═════ DATA SHOWN ═════
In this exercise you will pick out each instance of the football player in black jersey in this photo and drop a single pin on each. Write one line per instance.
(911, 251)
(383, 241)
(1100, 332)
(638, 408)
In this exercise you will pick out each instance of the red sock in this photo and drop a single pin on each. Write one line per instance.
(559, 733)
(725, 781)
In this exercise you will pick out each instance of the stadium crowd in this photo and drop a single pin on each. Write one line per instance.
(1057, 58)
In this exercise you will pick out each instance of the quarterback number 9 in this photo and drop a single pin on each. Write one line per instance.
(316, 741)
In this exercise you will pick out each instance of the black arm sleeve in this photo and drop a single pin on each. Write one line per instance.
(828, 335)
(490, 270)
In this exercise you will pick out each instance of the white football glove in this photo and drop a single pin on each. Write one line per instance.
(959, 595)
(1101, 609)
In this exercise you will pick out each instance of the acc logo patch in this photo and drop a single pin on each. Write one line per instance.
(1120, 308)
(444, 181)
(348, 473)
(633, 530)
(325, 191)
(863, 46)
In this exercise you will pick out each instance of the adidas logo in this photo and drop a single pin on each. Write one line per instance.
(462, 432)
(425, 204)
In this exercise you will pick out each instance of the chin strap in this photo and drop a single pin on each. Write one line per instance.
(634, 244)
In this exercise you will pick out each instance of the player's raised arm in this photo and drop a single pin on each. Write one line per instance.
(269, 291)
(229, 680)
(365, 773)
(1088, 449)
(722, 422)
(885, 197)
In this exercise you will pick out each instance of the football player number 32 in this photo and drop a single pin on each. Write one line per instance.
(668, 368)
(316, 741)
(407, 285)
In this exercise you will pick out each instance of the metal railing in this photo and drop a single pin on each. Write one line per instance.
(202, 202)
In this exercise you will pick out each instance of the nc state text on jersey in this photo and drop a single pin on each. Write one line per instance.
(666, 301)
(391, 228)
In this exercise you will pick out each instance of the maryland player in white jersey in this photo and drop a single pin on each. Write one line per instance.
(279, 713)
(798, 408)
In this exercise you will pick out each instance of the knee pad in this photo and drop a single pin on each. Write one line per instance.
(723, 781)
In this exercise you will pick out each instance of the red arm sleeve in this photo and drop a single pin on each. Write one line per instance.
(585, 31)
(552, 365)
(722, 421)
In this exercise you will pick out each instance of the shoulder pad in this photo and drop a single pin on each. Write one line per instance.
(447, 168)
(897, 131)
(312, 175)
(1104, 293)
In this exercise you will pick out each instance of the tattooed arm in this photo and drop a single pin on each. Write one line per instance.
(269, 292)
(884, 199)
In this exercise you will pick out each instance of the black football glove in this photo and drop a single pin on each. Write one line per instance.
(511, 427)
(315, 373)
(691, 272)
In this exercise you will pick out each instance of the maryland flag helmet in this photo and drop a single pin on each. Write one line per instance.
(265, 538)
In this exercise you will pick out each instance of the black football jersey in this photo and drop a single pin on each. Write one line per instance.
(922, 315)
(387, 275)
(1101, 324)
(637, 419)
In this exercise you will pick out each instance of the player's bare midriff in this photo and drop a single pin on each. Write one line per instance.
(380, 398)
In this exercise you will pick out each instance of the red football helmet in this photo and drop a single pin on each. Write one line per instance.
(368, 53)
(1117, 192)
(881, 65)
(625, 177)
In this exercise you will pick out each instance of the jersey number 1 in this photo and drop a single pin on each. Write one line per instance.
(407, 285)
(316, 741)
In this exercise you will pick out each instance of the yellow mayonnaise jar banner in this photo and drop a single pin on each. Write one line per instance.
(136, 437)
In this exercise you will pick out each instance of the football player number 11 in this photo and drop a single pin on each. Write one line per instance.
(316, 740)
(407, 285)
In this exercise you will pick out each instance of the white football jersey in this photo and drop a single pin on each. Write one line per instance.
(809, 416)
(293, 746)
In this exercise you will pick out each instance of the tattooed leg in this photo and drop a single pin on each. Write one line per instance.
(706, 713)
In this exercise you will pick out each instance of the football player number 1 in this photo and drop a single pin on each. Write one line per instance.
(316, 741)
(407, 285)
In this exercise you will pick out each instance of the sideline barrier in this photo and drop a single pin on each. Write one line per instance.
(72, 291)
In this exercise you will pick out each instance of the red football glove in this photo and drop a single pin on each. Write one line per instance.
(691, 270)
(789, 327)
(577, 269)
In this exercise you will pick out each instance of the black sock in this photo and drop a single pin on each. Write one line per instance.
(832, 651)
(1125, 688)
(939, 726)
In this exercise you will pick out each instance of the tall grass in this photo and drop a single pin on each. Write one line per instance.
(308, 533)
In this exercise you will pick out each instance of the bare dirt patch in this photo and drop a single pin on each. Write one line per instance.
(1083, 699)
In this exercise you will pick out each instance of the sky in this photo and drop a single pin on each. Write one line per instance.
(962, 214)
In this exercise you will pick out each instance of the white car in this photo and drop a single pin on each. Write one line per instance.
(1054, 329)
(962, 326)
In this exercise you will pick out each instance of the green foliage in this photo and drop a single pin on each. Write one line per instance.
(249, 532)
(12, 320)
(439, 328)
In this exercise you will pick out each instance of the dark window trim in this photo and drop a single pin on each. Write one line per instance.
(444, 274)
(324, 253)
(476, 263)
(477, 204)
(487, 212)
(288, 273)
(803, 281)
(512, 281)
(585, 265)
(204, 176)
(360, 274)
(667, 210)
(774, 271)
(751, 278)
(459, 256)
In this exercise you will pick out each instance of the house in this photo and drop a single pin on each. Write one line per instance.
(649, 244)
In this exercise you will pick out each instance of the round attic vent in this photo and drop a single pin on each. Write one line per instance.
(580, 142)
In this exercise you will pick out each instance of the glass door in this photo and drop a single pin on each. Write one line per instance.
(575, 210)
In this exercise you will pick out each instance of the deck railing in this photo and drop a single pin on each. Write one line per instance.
═════
◆ WHAT IS EXPECTED ◆
Take the entries and copy them out exactly.

◆ FINAL ANSWER ◆
In this exercise you will pick out each instance of the football player in black jersey in this photo and drop a single pin on each. Write one line per instance.
(911, 251)
(383, 241)
(1100, 332)
(638, 408)
In this exercise you will pick out each instance of the red sock in this photo and drop a single pin on each. Write one line per instance.
(559, 733)
(725, 781)
In this exercise you will pick out each instance of the stadium crowd in this photo and drop a single pin on each. Write one line per instance.
(1057, 58)
In this exercise you will pick out each instance of the quarterback number 9 in this photo and drop a single pin on each. Write one line per instance.
(316, 741)
In this exercise you will pick out each instance of the black arm sleeve in this photo and drop a single pin on each. Write one line per instance.
(828, 335)
(490, 270)
In this exercise you will pick out each instance of the white football glove in this photo and drop a single pin on each. Write one line per instance.
(959, 595)
(1101, 609)
In this exercise you will pick out each instance of the acc logo patch in this photo and drop a single pin on each. Write one line per instance.
(1120, 308)
(444, 181)
(348, 473)
(633, 530)
(325, 191)
(863, 46)
In this exercise you will pick out each instance of the adidas logo in this photo and drop a single pin on each. Write one line per instance.
(462, 432)
(425, 204)
In this exercise you will pick out each instance of the chin strap in this photo and drop a single pin on each. Write one line per instance.
(634, 244)
In this exercise you will pick out each instance of the player's raised arm in this photo and drop a single pin on each. Write one line per instance.
(269, 291)
(229, 680)
(365, 773)
(1088, 449)
(722, 422)
(885, 197)
In this exercise you will pick out each instance of the football player number 32 in this photo and drop a single pin on each. Write one line per instance.
(668, 368)
(316, 741)
(407, 285)
In this exercise you will pick out each instance of the metal railing in this photo and drop a single pin on each. Write one line per instance.
(202, 202)
In this exercise you will pick out each instance of the nc state text on jersey in this photo and drop a single pin on each. Write one line per instance.
(666, 301)
(391, 228)
In this exercise you will pick out each instance of the maryland player in white jersey in this photo and drop a single pin on each. Write one line per instance.
(279, 713)
(798, 408)
In this exercise you will pick out each instance of the knee pad in this photo and drop a single pin on each. Write one line per instance.
(723, 781)
In this exercise you will pick out each instance of the red arm sleeve in this photo and drop a single pin on each. Write one line per instance.
(585, 31)
(552, 365)
(722, 421)
In this exercise you will pick out each instance of the shoulder pad in this photo and drop a single pin on each. Write one line per instance.
(447, 168)
(897, 131)
(312, 175)
(1104, 293)
In this exercise you will pick out each instance of the tattooed arm in this photo and drop a single pin on each. Write one line per instance.
(269, 292)
(884, 199)
In this exercise you will pick out each instance of the black football glove in this photo and drop a single pin on each. Write one line per instance.
(511, 427)
(315, 373)
(691, 272)
In this exercise you will pick out each instance of the maryland flag helmet in this photo and drop a single pin on each. Write one line per instance.
(265, 538)
In this exercise you will pick out each instance of the black football jersey in this photo and drop a single pin on each. Write one line per instance.
(922, 315)
(387, 275)
(1101, 324)
(637, 419)
In this exercise you will pick out each instance of the player's bare midriff in this photo and drop a single pin on each. Write one line per instance.
(380, 398)
In this exercise you will pick out each instance of the red football helmet in this photo and drop a single pin on each. Write one line per instance.
(368, 53)
(1117, 192)
(881, 65)
(625, 177)
In this exercise you will pick out each instance of the jersey number 1 in this photo and drop a single pin on each. Write one line per instance.
(407, 285)
(316, 741)
In this exercise you will pick out each instance of the yellow mayonnaise jar banner in this photo and drop a single pin on each. Write one line per instance.
(136, 437)
In this exercise you will pick out each instance of the football player number 11 in this photo and drop a single pin on each. Write one line per instance.
(316, 740)
(407, 285)
In this exercise you will pick out each instance of the white football jersey in this photo and drop a single pin on each. Write one line per instance.
(809, 416)
(293, 746)
In this exercise you will pick out each instance of the tattooed leg in this photo and drop a single pin on each. Write one line per instance.
(706, 713)
In this exercise you will pick out each instance of the football player number 1 in this photo and drop a single pin on each. Write one line per instance.
(316, 741)
(407, 285)
In this exercise you will pick out each instance of the sideline barrier in this photo and drop a single pin on each. Write one line per instance.
(72, 291)
In this exercise you will pick out each instance of the red football glove in this photo and drop a single pin on each. Write one line per instance.
(691, 270)
(789, 327)
(577, 269)
In this exercise you will pick out each instance of the black sock in this photo and drop a single pin on each. Write one line per instance.
(832, 651)
(1125, 688)
(939, 726)
In this exercise you will pick out each instance of the tall grass in this photo and drop a single pin on each. Write one line per instance.
(308, 533)
In this exercise you will pick out each instance of the bare dirt patch in this photo and drop a single pin on each. Write one line per instance.
(1083, 699)
In this exercise you will pick out each instance of the sky in this photo and drop a single pin on each. Write one line per instance.
(962, 214)
In this exercise you will pick out each instance of the white car in this photo and drop a single pin on each. Write one line per instance.
(1054, 329)
(962, 326)
In this exercise you will pick out each instance of the green foliage in this photo and drop a single pin on each. Write one line per instance.
(249, 532)
(12, 320)
(439, 328)
In this exercise you will pick out each instance of the dark window trim in this photo and drop a single pin on each. Write one line per instance.
(444, 274)
(324, 253)
(476, 263)
(477, 204)
(487, 212)
(288, 273)
(803, 281)
(512, 281)
(585, 265)
(204, 176)
(360, 274)
(667, 210)
(774, 271)
(751, 278)
(459, 256)
In this exercise you will pick out each instance of the house in this photo and drop a single pin on each. Write one line per instance.
(649, 244)
In this exercise you will pick out each instance of the round attic vent in this photo and drop a single pin on each. Write one line per instance.
(580, 142)
In this exercise you will pick out each instance of the glass door in this photo and drop a single pin on each. Write one line per instance.
(575, 210)
In this exercise you will pick out each instance of the deck railing in this photo and drop a single pin on each. Write one line per instance.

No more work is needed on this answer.